## Extrait du document
========

San Francisco est une ville du Far West : les clubs de jazz et les cafés sont encore des saloons où l'on ne s'étonnerait pas de voir rentrer par des portes revolver un cow-boy éméché. Internet a remplacé l'or, et les start-ups en faillite sont les mines abandonnées du XXIème siècle ; mais c'est la même aventure, le même courage du changement, le même espoir de faire fortune qui attirent les immigrants. Autour du centre naissent et meurent les villes champignons et les villes fantômes, dont la population peut augmenter ou chuter de moitié en quelques années. Car la baie n'a pas comme à Los Angeles les industries du loisir et du cinéma pour survivre aux crises fulgurantes du marché des technologies. San Francisco est une vieille ville qui vit de produits neufs.

========

## Matériel fourni
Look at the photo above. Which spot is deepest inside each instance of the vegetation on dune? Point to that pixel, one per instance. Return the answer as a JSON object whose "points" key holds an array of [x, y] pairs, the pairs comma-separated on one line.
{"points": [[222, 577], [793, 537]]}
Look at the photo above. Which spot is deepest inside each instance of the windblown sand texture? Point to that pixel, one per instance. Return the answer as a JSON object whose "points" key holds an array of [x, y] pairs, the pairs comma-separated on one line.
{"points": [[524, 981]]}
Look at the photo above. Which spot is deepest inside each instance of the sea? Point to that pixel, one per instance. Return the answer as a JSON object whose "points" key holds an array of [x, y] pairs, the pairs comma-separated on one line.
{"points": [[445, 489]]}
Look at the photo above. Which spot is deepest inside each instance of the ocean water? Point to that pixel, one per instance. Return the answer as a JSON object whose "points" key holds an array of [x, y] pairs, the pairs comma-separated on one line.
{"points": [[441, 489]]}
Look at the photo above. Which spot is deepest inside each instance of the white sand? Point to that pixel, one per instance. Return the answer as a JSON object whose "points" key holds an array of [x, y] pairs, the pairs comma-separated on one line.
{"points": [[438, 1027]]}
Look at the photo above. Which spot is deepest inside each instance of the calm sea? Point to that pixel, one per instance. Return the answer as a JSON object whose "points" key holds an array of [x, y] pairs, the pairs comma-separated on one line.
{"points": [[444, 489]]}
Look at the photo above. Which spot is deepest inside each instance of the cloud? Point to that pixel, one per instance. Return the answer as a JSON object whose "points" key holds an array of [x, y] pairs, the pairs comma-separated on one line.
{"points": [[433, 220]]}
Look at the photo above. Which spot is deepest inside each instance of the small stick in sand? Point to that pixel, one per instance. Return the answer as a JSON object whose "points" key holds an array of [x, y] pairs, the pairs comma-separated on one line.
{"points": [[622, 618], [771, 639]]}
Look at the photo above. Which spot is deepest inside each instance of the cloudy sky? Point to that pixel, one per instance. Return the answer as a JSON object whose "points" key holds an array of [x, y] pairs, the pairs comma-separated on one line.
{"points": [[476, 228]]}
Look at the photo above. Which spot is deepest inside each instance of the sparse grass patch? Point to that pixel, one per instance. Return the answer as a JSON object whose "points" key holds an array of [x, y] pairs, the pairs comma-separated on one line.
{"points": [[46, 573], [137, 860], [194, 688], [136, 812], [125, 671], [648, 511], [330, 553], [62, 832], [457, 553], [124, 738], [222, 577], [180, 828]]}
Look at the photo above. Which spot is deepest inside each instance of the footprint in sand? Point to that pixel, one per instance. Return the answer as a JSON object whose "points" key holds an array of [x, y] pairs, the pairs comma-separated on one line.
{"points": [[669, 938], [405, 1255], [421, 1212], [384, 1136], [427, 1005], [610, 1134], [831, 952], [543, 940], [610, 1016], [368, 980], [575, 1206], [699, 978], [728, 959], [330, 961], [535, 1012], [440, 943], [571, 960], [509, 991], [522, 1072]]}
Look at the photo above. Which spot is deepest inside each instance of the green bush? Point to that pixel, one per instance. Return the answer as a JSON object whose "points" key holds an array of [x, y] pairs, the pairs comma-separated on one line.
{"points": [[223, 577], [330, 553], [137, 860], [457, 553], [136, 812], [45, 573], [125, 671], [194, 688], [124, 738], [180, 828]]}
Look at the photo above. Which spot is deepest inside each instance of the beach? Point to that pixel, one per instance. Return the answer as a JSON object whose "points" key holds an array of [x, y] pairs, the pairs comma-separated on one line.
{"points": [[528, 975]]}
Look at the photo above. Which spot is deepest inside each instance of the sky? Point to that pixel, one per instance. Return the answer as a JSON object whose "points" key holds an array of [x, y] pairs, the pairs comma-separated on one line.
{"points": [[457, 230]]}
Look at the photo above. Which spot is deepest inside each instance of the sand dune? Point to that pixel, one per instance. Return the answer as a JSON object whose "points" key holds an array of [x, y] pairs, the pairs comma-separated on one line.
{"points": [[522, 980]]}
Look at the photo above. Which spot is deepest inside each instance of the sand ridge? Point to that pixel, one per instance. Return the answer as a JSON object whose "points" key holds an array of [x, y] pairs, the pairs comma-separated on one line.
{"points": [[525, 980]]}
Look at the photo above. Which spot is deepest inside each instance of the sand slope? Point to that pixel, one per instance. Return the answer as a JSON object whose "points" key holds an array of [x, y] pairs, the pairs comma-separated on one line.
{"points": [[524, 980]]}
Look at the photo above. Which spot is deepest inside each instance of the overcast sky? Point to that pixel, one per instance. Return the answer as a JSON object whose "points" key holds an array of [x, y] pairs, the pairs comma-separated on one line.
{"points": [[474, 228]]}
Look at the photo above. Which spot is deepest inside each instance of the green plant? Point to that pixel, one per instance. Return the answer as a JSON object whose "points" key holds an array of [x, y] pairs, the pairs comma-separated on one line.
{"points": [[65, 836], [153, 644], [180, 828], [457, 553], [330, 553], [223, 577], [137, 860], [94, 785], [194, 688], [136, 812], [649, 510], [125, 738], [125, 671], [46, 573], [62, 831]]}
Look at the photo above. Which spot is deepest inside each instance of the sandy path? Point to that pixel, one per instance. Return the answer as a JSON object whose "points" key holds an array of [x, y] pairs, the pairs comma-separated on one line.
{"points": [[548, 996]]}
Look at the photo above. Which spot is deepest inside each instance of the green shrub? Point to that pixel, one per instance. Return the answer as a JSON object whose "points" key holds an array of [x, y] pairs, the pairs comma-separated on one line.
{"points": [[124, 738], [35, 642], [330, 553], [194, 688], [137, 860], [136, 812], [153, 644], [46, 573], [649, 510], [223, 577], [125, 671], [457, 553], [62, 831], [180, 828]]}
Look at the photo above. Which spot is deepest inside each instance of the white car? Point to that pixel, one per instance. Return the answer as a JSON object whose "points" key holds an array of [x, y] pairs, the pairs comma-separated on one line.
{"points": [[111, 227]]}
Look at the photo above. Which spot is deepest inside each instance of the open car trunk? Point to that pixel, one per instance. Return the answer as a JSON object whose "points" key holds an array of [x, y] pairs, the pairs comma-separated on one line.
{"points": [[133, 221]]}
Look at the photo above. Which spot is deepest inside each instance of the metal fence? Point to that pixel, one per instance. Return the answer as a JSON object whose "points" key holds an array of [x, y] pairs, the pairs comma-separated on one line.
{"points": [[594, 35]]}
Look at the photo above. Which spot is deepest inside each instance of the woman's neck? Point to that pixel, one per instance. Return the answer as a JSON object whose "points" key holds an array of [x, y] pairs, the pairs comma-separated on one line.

========

## Série de tâches
1. D'après l'extrait sur San Francisco, quelles industries permettent à Los Angeles de survivre aux crises du marché des technologies ?
2. Recopiez le passage de l'extrait sur San Francisco compris entre « San Francisco est une ville » et « de produits neufs. », ces mots inclus.
Le matériel ne joue aucun rôle ici.

## Corrigé complet
1. Les industries du loisir et du cinéma.

2.
San Francisco est une ville du Far West : les clubs de jazz et les cafés sont encore des saloons où l'on ne s'étonnerait pas de voir rentrer par des portes revolver un cow-boy éméché. Internet a remplacé l'or, et les start-ups en faillite sont les mines abandonnées du XXIème siècle ; mais c'est la même aventure, le même courage du changement, le même espoir de faire fortune qui attirent les immigrants. Autour du centre naissent et meurent les villes champignons et les villes fantômes, dont la population peut augmenter ou chuter de moitié en quelques années. Car la baie n'a pas comme à Los Angeles les industries du loisir et du cinéma pour survivre aux crises fulgurantes du marché des technologies. San Francisco est une vieille ville qui vit de produits neufs.